[Part of a data file]
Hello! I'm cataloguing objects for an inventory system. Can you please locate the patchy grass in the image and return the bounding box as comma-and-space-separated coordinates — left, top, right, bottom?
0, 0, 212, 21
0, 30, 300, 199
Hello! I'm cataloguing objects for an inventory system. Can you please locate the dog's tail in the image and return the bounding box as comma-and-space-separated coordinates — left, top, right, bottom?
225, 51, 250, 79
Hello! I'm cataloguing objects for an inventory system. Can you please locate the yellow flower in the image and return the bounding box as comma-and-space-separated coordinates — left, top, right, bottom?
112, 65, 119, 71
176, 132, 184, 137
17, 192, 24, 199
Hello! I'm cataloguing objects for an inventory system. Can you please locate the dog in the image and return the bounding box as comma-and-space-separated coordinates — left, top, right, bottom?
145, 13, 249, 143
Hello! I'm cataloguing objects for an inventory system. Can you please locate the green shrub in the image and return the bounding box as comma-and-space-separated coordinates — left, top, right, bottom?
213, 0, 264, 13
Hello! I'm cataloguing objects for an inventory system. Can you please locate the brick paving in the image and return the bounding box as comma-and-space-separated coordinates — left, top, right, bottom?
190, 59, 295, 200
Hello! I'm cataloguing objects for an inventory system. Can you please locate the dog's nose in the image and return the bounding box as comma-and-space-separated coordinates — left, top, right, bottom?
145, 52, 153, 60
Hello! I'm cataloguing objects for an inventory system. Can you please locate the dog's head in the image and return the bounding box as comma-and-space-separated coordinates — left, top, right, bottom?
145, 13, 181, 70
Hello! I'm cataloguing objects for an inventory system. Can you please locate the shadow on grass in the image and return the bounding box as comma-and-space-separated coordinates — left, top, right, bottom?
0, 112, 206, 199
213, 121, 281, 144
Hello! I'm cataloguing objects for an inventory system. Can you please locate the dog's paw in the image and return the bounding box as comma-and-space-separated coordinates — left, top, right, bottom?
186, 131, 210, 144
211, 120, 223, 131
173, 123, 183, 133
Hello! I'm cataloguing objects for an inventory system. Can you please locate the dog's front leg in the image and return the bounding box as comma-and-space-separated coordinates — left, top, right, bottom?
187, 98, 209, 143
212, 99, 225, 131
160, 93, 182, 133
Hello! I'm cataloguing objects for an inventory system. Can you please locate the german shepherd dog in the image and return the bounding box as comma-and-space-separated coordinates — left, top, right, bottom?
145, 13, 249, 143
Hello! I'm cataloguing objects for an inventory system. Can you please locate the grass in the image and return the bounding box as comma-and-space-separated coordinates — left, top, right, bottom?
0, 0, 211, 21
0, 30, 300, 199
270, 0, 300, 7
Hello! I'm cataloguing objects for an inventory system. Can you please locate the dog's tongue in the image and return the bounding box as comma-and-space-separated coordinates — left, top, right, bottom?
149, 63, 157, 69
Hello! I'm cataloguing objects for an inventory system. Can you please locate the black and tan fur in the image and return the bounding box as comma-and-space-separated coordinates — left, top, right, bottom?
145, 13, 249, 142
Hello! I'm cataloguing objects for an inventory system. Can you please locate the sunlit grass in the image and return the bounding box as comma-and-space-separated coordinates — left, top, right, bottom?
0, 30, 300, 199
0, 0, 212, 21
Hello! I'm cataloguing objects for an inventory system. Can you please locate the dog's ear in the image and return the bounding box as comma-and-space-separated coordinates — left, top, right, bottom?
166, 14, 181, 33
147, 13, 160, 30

Given instruction – Rewrite the entries above, replacing "inventory system" with "asset register" and leaving everything else unchanged.

Answer for this exercise –
Hello! I'm cataloguing objects for an asset register. Can you please locate the patchy grass in the image and return the bounding box as comma-and-space-separated coordinates — left, top, right, bottom?
0, 0, 212, 21
0, 30, 300, 199
Hello! I'm cataloguing objects for an asset register. Can you please locate the dog's tail in the image and return the bounding box as comma-and-space-separated coordinates — left, top, right, bottom?
225, 51, 250, 79
Hello! I'm cataloguing objects for an asset register. Can you please locate the yellow flower in the image and return the bounding box as comma-and-space-separated coordinates — left, top, right, bottom?
112, 65, 119, 71
176, 132, 184, 137
17, 192, 24, 199
Hello! I'm cataloguing objects for an asset register. Can you please locate the dog in the image and return the bounding box as comma-and-space-separated coordinates — left, top, right, bottom?
145, 13, 249, 143
Hello! I'm cataloguing objects for an asset register. Can you please locate the green shrub in the image and return the bounding box as comma-and-space-separated coordinates — left, top, right, bottom?
213, 0, 264, 13
Hello! I'm cataloguing objects for an asset register. Can you please locate the brick paving in the image and return the bounding box as comma-and-space-separated coordinates — left, top, right, bottom?
190, 59, 295, 200
Hello! I'm cataloguing objects for an asset register. Can you please locate the dog's nose in the image and return the bounding box as comma-and-space-separated coordinates — left, top, right, bottom?
145, 52, 153, 60
Hello! I'm cataloguing objects for an asset register. Can you please locate the dog's head in the image and return the bounding box as comma-and-space-separated coordinates — left, top, right, bottom?
145, 13, 181, 70
Hello! I'm cataloguing objects for an asset register. Can you please locate the shadow on grass in the image and return the bounding box as comma-and-space-separated coordinates — left, top, right, bottom?
0, 112, 206, 199
213, 121, 281, 144
Hello! I'm cataloguing objects for an asset register. Can you please locate the dog's paw in the image and return the bounding box as comma-and-space-separated coordinates — left, top, right, bottom?
186, 131, 210, 144
211, 120, 223, 131
173, 123, 183, 133
Hello! I'm cataloguing objects for an asset register. Can you please locate the dog's front leg in the image and return the bounding box as comma-and-space-separated coordinates — left, top, right, bottom?
187, 98, 209, 143
212, 99, 225, 131
160, 93, 182, 133
Hello! I'm cataloguing objects for an asset register. Can you please locate the german shepherd dog in the image and return the bounding box as comma-and-space-separated coordinates — left, top, right, bottom?
145, 13, 249, 143
Hello! I'm cataloguing objects for an asset register. Can you please locate the grass in the image and return the bounding box as comma-and-space-separated coordinates — left, top, right, bottom?
0, 0, 211, 21
0, 30, 300, 199
270, 0, 300, 7
Hello! I'm cataloguing objects for an asset register. Can you please locate the dog's tongue in the image and return the bounding box as comma-and-space-separated coordinates — left, top, right, bottom?
149, 63, 157, 69
Hello! I'm cataloguing objects for an asset register. Can you please locate the black and tan fur in the image and return the bounding box as comma-and-space-separated coordinates — left, top, right, bottom?
145, 13, 249, 142
Hello! I'm cataloguing objects for an asset register. Can you please locate the sunlit grass in the image and return the bounding box as comma-and-space-separated coordinates — left, top, right, bottom?
0, 30, 300, 199
0, 0, 212, 21
Hello! I'm cataloguing objects for an asset register. Can you please locate the dog's ear in the image and return the bounding box as comma-and-space-separated coordinates — left, top, right, bottom?
166, 14, 181, 33
147, 13, 160, 30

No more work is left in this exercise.